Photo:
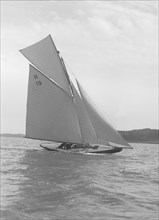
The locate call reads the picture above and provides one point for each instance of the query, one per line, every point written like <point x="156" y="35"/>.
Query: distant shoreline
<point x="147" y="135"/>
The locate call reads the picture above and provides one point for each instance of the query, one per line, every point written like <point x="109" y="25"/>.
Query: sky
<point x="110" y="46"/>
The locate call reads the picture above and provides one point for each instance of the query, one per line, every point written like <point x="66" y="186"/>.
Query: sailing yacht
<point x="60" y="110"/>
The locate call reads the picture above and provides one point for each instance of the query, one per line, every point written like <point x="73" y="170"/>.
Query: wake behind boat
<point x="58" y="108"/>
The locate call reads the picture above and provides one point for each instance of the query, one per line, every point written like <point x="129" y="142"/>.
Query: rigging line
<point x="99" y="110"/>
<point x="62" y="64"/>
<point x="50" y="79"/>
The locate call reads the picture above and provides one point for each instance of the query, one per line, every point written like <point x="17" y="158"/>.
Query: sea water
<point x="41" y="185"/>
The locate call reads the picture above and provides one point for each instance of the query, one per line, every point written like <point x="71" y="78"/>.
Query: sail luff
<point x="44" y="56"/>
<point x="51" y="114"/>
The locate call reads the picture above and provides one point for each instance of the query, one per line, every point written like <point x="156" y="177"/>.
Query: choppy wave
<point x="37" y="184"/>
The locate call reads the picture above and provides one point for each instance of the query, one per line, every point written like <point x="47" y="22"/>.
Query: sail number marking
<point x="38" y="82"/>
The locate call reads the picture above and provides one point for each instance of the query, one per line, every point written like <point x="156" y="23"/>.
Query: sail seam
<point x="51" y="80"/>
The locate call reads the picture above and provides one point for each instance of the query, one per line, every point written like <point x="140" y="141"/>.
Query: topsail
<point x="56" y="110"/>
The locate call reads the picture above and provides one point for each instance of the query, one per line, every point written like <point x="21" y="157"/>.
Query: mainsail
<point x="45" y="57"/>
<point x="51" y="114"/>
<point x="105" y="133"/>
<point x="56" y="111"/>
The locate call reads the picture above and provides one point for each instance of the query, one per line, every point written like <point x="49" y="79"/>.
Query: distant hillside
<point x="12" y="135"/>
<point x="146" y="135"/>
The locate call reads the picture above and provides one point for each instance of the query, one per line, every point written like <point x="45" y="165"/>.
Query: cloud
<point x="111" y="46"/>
---
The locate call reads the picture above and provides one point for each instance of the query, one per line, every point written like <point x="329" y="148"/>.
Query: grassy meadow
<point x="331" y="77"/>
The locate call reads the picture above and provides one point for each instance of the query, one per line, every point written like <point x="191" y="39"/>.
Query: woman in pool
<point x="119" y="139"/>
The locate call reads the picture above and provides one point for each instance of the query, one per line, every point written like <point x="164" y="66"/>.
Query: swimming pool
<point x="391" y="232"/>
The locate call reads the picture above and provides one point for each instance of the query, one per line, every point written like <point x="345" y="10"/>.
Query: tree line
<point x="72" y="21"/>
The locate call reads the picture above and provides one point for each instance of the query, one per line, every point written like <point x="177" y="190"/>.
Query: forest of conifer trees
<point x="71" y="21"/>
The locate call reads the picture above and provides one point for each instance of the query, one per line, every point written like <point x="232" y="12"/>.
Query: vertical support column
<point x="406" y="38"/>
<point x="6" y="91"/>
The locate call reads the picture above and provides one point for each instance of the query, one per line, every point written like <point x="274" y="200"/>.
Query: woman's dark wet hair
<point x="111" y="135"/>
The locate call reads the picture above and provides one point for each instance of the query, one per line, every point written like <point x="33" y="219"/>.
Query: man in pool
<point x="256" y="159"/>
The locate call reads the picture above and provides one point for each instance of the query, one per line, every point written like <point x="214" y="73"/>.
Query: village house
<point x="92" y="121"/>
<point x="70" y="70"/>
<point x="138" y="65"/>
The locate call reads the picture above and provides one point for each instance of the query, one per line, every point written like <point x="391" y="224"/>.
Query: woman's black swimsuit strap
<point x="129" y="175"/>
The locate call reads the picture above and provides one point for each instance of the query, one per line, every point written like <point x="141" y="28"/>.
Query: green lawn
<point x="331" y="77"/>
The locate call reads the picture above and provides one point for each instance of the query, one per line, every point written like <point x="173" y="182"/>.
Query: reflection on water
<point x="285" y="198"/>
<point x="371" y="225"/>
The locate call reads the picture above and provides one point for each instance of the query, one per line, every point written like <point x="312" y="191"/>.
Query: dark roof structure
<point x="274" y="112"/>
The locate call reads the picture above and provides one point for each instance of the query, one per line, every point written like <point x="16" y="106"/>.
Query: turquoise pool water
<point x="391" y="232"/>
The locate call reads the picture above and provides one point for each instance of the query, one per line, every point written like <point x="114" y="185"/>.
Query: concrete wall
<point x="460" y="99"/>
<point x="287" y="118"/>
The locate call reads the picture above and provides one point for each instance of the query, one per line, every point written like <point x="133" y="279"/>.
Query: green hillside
==
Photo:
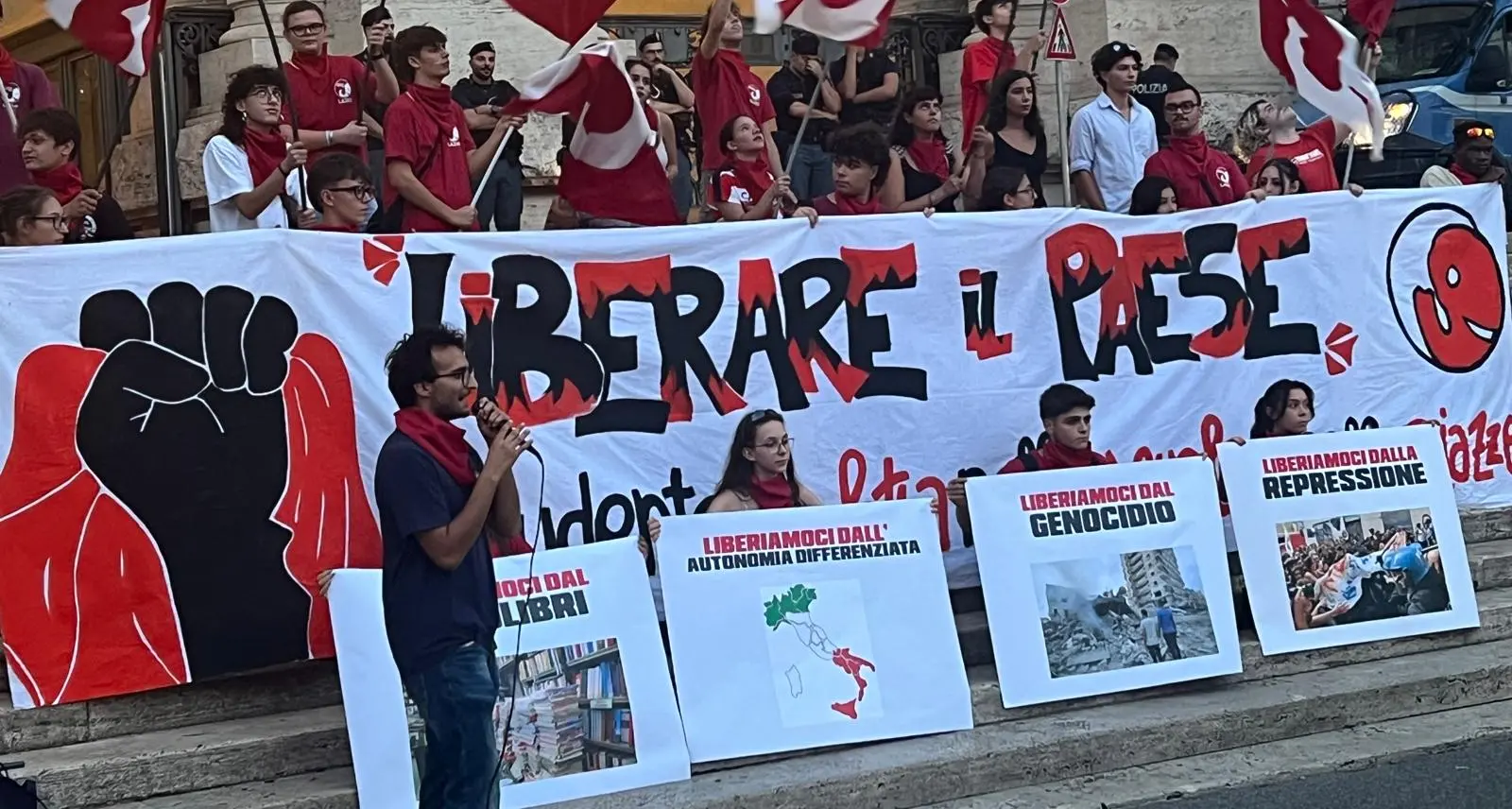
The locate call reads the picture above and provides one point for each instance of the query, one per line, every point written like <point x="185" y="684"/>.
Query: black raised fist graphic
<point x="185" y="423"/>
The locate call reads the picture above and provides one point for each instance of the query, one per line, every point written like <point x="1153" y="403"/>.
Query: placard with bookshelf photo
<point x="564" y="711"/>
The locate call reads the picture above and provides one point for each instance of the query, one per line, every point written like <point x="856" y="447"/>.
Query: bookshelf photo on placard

> **Exercise directions**
Above are the records; repeat exactly the lines from the one holding "Query: concrete wall" down to the one holding "Query: green hillside", end lines included.

> **Finished task**
Query: concrete wall
<point x="460" y="99"/>
<point x="287" y="118"/>
The locate call reads the picture above and provides one point for each instance of the query, one per line, every point written like <point x="133" y="279"/>.
Query: green hillside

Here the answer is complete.